**Given text:**
───

The quality column we refused to fake
In 105-the-bakeoff-pattern.md we shipped four metrics: file count, tokens, determinism, latency. Every honest reader of that post asked the same follow-up:
“What about quality?”
The answer we kept giving was a deflection: “quality isn’t countable, so we don’t count it.” That answer was correct and inadequate. Correct because LLM-judging-LLM is vibe-laundering. Inadequate because of course the question matters — if RAPP’s single-shot output is materially worse than CrewAI’s three-hop output, every other metric is moot. Faster wrong is still wrong.
This post is the position we landed on, with the harness change to back it.
Three options we considered
Option 1 — LLM judge. The standard in eval papers. Have a model rate both outputs on a 1-10 scale. Average. Report.
We rejected this. The judge model has the same biases as the contestant models. It rewards the same prose patterns. It systematically prefers longer, more bullet-heavy outputs (we measured this in a small experiment in March). It produces a number that looks like measurement and is actually opinion in a uniform jacket. See 121-what-rapp-v2-will-NOT-be.md non-goal #6.
Option 2 — Task-specific rubric. For summarization: “contains all named entities? under length cap? no hallucinations vs source?” Score both sides on the rubric. Sum. Report.
This is honest but workload-bound. It also moves the argument: now we’re arguing about the rubric, not the agents. Useful for internal evaluation of a specific workload, not useful for the bakeoff’s general claim.

───

**Data block:**
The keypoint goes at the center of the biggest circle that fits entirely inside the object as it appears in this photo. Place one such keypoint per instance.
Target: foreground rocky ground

───

**Exercise A:**
Answer these about the quality-column post:
(i) Which four metrics were shipped in 105-the-bakeoff-pattern.md?
(ii) What kind of outputs does the LLM judge systematically prefer?
(iii) Under the task-specific rubric, what does the argument shift to?
**Exercise B:** Continue the quality-column post from its final sentence.

**Answer section A:**
(i) File count, tokens, determinism, and latency.
(ii) Longer, more bullet-heavy outputs.
(iii) The rubric itself, rather than the agents.

**Answer section B:**
Option 3 — Blind A/B with a sealed key. Sample N pairs. Anonymize sides as A/B with random flipping. Have a human (or a room of humans, on a stage) tag each pair as A-better, B-better, or tie. Reveal the key after tagging.
This is what we shipped. It’s not a number — it’s a tally. It’s not infinitely scalable — humans have to tag. And it’s the only one of the three that doesn’t outsource the judgment to the same kind of system whose behavior we’re trying to evaluate.
What landed in the harness
python tools/bakeoff/harness.py --competitor crewai --n 100 --workers 12 \
--sample-diff 20
--sample-diff 20 does this:
- After the run, randomly pick 20 prompts (seeded for reproducibility).
- For each, write the two outputs into a file as
--- A ---and--- B ---, with the side randomly flipped. - Save the reveal key in a separate JSON file (
*_quality_sample.key.json). - The tagger reads the sample, writes A/B/= in the bracket, then opens the key.
Output file looks like:
==============================================================
PAIR 7/20 (prompt #43)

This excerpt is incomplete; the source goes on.